◆ GIVEN PASSAGE
Check to see that all of the 'ground' screws holding the circuit board to the chassis are tight. They can come loose and create some odd feedback gremlins.

If any of them are stripped, ream the hole in the aluminum to take a #4-40 screw from the hardware store. The nut to hold it to the hole in the aluminum should have an inside-tooth lockwasher under it.

73
 
problem seems fixed

I talked to a guy that does radio work and he told me to put the ceramic insulators back that go behind the finals instead of the thin plastic ones and the problem has gone away,he told me that he has seen the problem with other 2950s,does this make sense to anyone.

thanks for the replies and help.

Chris.
 
Hmmm. If you do decide to change the insulating washers under the finals and driver, make very sure you smear a thin layer of silicone heat-conducting compound on both sides of each insulator. This stuff is there to force out air gaps between the flat surfaces, and carry heat across to the chassis and heat sink. Sort of a "thermal gasket".

Without it, parts will overheat and fail.

The radio was built with white ceramic insulators.Not sure how much a thinner mica washer would change the picture. But plastic? Bad idea.


73
 
Ok...I have to ask, how would the mica cause the problem? The only thing I can think of is if the insulating washers (on the bolt) that were used with the ceramics, being longer, were used on the thinner mica and not allowing the transistors to tighten to the heatsink. But that would be a heat issue that removing the top cover wouldn't fix. I've seen the board ground/board flex problem, but I don't understand the mica problem.
 
There may be another cause. My Yaesu did the same thing. After checking it out I found that a wire had a bare spot that touched the top cover. It would work fine when the cover was off.
 
RF bypassing is basically filtering the transmit audio circuit so that RF does not get into it. Its generally done by adding small-value caps (.001uf or so) from certain circuit points to ground, which basically give the RF (but not the audio) an easy path to ground, taking it out of the audio circuit.
 
DTB Radio said:
RF bypassing is basically filtering the transmit audio circuit so that RF does not get into it. Its generally done by adding small-value caps (.001uf or so) from certain circuit points to ground, which basically give the RF (but not the audio) an easy path to ground, taking it out of the audio circuit.

Actually:

RF bypassing is using capacitors (usually) to electrically "short" a radio frequency to ground, while letting other frequencies pass.

IE, you put mica caps on your audio lines (as DTB was saying above) to limit the amount of RF (eliminate it, hopefully) on your mic line. Well, inside the radio, there is a lot of RF floating around.. Too much for good engineering practice. By bypassing the unnecessary, spurious and erroneous RF to ground, then you don't run the risk of having a signal where it isn't supposed to be.

A mixer takes freq a and b, adds (and subtracts) then together to get freq C and D. Well, you only want freq C, so they put a filter in, and it blocks filter D from taking the signal path.

Well, you have this problem, without RF bypassing (grounding for RF freq) freq D is allowed to "float" around the inside of the chassis. By "RF Bypassing" freq D to ground, there is no chance for it to get to, say, the mixer, or buffer of your TX signal.

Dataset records
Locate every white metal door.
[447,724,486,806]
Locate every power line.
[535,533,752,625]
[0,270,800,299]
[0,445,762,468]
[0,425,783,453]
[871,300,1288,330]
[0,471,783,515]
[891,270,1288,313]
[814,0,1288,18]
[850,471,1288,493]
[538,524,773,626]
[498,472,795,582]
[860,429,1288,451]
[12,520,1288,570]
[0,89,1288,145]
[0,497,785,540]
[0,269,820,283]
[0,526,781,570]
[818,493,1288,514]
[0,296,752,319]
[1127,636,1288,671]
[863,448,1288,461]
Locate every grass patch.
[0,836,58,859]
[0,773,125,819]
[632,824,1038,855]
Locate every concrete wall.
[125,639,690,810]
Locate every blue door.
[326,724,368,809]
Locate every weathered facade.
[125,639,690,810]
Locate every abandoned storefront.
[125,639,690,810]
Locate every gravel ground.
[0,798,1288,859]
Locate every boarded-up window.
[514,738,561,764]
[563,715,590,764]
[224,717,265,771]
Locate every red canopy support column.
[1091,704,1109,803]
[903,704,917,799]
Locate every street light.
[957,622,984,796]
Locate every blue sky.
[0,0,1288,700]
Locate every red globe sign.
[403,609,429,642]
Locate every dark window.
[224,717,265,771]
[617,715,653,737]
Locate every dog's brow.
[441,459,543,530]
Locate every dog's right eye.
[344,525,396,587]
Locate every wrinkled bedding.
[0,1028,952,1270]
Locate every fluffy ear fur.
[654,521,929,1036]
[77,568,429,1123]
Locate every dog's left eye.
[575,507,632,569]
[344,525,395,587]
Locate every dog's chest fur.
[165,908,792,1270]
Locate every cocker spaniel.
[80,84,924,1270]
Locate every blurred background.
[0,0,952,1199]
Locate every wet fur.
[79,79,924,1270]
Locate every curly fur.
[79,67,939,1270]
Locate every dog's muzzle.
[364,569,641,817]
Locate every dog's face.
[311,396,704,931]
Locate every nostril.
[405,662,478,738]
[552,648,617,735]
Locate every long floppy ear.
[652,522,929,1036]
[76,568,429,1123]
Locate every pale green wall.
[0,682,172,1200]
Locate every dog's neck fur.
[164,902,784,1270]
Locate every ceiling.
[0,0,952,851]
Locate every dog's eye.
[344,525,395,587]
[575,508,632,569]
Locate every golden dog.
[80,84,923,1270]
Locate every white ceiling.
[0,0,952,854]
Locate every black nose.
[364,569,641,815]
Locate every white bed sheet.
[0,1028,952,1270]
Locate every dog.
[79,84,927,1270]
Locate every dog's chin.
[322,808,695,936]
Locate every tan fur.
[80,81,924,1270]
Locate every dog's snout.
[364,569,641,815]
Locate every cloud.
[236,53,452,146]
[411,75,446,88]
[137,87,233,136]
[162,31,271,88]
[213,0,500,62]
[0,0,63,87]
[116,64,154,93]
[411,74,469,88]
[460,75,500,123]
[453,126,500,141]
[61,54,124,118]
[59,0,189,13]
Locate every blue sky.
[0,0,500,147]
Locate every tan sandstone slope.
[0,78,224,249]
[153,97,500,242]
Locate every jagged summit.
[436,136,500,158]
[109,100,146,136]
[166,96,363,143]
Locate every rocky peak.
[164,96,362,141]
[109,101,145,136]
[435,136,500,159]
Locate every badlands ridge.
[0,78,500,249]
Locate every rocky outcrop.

◆ TASK REQUIREMENTS
a - Render this sentence from the radio repair discussion in Spanish: "Check to see that all of the 'ground' screws holding the circuit board to the chassis are tight."
b - Reproduce the rows from the line with "Locate every red canopy support column." through the final line of the rows, including both ends and every request line. Multiply each bounding-box coordinate in the answers by 1.2, and round each result to a whole number, with halves rounded up.

◆ COMPLETED EXERCISE
a - Verifique que todos los tornillos de "tierra" que sujetan la placa de circuito al chasis estén apretados.

b -
Locate every red canopy support column.
[1309,845,1331,964]
[1084,845,1100,959]
Locate every street light.
[1148,746,1181,955]
Locate every blue sky.
[0,0,1546,840]
Locate every red globe sign.
[484,731,515,770]
Locate every dark window.
[269,860,318,925]
[740,858,784,884]
Locate every dog's brow.
[529,551,652,636]
Locate every dog's right eye.
[413,630,475,704]
Locate every wrinkled bedding.
[0,1234,1142,1524]
Locate every fluffy ear fur.
[785,625,1115,1243]
[92,682,515,1348]
Locate every dog's left eye.
[690,608,758,683]
[413,630,474,704]
Locate every dog's chest fur.
[198,1090,950,1524]
Locate every cocker spaniel.
[96,101,1109,1524]
Locate every blurred background.
[0,0,1142,1439]
Locate every wet fur.
[95,95,1109,1524]
Locate every curly fur.
[95,80,1127,1524]
Locate every dog's muzzle.
[437,683,769,980]
Locate every dog's face.
[373,475,845,1117]
Locate every nostril.
[486,794,574,886]
[662,778,740,882]
Locate every long floppy ear.
[782,626,1115,1243]
[91,682,515,1348]
Locate every pale green wall.
[0,818,206,1440]
Locate every dog's neck fur.
[197,1082,941,1524]
Locate every ceiling.
[0,0,1142,1021]
Locate every dog's eye.
[413,630,474,704]
[690,610,758,683]
Locate every golden dog.
[96,101,1108,1524]
Locate every white ceiling.
[0,0,1142,1025]
Locate every black nose.
[437,683,769,978]
Locate every white bed sheet.
[0,1234,1142,1524]
Locate every dog.
[95,101,1112,1524]
Locate every dog's chin.
[386,970,834,1123]
Locate every tan fur.
[96,97,1109,1524]
Locate every dog's snout.
[437,683,769,978]
Locate every cloud.
[283,64,542,175]
[493,90,535,106]
[164,104,280,163]
[194,37,325,106]
[256,0,600,74]
[0,0,76,104]
[139,77,185,112]
[493,89,563,106]
[552,90,600,148]
[544,151,600,169]
[73,65,149,142]
[71,0,227,16]
Locate every blue sky.
[0,0,600,176]
Locate every tan sandstone slope.
[0,94,269,299]
[184,116,600,290]
Locate every jagged summit.
[523,163,600,190]
[131,120,175,163]
[199,115,436,172]
Locate every rocky peak.
[197,115,434,169]
[131,121,174,163]
[522,163,600,191]
Locate every badlands ridge.
[0,94,600,299]
Locate every rocky outcrop.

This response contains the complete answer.